▽

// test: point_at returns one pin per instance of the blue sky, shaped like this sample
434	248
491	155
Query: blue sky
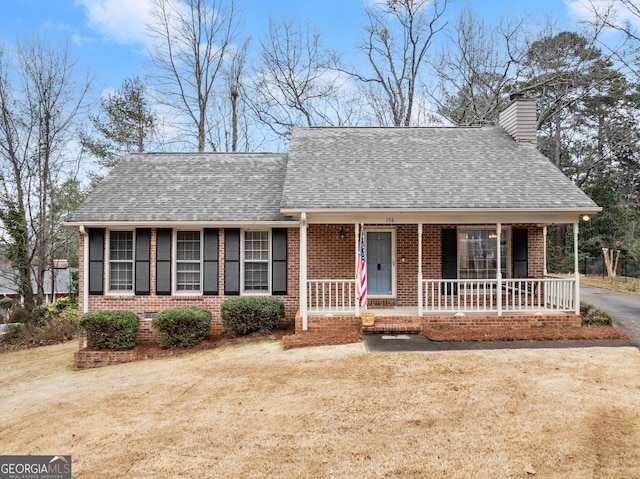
107	36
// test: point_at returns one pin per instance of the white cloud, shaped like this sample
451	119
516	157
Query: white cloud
122	21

△

Task details —
Please give the lines again, starting with the line containing "cloud, shaped like this sample" and going on through the last line, with "gray cloud" substituted for "white cloud" and everything else left unchanged.

Correct answer —
// test: point_at returns one pin per instance of the gray cloud, shaped like this sample
451	119
516	157
Query: gray cloud
122	21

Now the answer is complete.